Source extract:
==============================

3.00pm
GAZA - Israeli helicopters fired missiles at a car carrying Islamic militants on Monday, killing a senior Hamas member and wounding 25 other Palestinians in the latest violence threatening a US-backed peace plan.
Relatives identified the dead man as Khader al-Husari, a senior operative of the Izz el-Deen al-Qassam Brigades, Hamas' armed wing. Hamas sources said two other senior Qassam members were among those wounded in the Gaza City attack.
It was the sixth such helicopter attack since August 21. Israel has now killed 11 militants and three bystanders in the Gaza Strip strikes -- bloodshed coinciding with the collapse of a truce that had underpinned the peace "road map".
"Three missiles hit the white Subaru," said Mohammed Murad, who was standing outside his electrical shop when the attack occurred. "People inside the car were on fire...The ground was shaking and people were screaming and running."
Murad was wounded in the chest and back.
Israeli helicopters last attacked on Saturday, killing Abdullah Aqel, commander of Hamas' armed wing in central Gaza.
"The continuation of the Israeli assassination policy is...going to be responsible for further deterioration," said Palestinian cabinet minister Ghassan al-Khatib.
Muslim militants renounced a seven-week-old truce after the first in the current spate of Israeli missile attacks on August 21, two days after a Palestinian suicide bomber blew up an Israeli bus in Jerusalem, killing 21 people.

==============================

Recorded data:
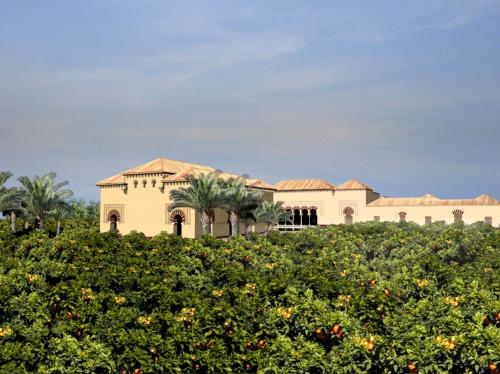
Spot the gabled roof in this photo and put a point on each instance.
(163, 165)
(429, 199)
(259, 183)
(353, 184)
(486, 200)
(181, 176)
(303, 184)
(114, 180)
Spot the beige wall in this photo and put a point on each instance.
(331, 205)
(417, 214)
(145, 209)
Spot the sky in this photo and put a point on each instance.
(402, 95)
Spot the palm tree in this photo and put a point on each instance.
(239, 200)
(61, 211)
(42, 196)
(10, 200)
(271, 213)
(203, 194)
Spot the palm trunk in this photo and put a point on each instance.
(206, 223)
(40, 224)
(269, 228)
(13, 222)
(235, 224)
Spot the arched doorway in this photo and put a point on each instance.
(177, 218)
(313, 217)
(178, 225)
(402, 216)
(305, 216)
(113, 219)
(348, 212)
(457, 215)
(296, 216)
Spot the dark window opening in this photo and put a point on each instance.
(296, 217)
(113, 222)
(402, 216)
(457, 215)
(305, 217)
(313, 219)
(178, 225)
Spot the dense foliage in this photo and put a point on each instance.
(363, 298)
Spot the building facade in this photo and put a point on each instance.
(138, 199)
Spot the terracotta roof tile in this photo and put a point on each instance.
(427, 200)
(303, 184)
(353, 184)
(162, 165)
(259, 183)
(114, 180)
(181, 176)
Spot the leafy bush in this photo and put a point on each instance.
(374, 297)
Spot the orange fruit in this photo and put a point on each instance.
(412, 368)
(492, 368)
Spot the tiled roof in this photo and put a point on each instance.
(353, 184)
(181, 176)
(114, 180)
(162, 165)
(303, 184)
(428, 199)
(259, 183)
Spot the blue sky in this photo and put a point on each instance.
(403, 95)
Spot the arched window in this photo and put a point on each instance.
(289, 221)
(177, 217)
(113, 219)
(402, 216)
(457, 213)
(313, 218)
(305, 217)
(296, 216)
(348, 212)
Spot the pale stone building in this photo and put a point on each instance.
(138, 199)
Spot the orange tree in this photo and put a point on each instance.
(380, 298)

==============================

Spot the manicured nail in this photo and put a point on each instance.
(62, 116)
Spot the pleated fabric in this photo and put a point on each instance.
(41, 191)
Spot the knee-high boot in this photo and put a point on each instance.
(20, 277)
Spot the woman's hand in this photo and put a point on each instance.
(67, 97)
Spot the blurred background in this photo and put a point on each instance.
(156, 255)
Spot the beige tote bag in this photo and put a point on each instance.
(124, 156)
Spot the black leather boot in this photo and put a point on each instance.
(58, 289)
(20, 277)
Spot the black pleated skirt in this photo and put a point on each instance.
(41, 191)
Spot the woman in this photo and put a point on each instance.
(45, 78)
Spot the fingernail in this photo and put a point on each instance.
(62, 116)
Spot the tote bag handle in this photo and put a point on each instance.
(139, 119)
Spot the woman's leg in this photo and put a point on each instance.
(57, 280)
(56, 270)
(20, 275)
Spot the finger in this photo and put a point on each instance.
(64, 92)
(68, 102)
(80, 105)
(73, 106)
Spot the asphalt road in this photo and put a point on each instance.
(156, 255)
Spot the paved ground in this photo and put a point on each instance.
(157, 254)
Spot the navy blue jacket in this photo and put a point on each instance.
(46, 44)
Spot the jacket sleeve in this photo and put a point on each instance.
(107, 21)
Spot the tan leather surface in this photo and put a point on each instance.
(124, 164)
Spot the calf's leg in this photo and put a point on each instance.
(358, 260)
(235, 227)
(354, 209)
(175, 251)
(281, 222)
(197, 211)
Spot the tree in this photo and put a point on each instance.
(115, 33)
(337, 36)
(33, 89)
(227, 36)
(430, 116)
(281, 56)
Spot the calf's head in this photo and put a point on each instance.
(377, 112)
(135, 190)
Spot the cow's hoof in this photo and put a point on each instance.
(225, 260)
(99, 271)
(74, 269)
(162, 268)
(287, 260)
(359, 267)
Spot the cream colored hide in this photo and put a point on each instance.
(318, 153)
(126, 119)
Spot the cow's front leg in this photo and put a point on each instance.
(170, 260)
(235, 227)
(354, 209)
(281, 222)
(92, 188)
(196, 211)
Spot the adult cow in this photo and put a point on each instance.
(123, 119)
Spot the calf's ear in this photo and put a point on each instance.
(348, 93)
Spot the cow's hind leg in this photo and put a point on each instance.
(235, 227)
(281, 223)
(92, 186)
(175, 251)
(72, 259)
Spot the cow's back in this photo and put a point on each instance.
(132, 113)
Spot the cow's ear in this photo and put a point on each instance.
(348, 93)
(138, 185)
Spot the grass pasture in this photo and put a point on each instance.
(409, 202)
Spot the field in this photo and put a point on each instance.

==============================

Exercise details:
Continue the news report on the Gaza helicopter strike, starting right after its last sentence.

Reply:
Palestinians say the attacks amount to assassinations. Israel says it has no alternative as Palestinian authorities had not cracked down on militant groups as required by the road map.
The plan charts a course towards an end to nearly three years of bloodshed and creation of a Palestinian state by 2005.
The United States, which has urged Palestinian Prime Minister Mahmoud Abbas to dismantle militant groups, has largely kept to the diplomatic sidelines during the latest violence.
In a long-awaited report that could put more strain on relations between Israel's Jews and minority Arabs, an Israeli state inquiry reprimanded police for killing 13 Israeli Arabs in pro-Palestinian protests three years ago.
But the findings by the Or Commission did not recommend any action against then-prime minister Ehud Barak, clearing any legal barriers to a widely expected attempt at a political comeback by the former Labour Party leader.
Israeli Arab groups denounced the report as a whitewash that failed to punish politicians overseeing police who fired live ammunition at citizens of the Jewish state during stone-throwing demonstrations.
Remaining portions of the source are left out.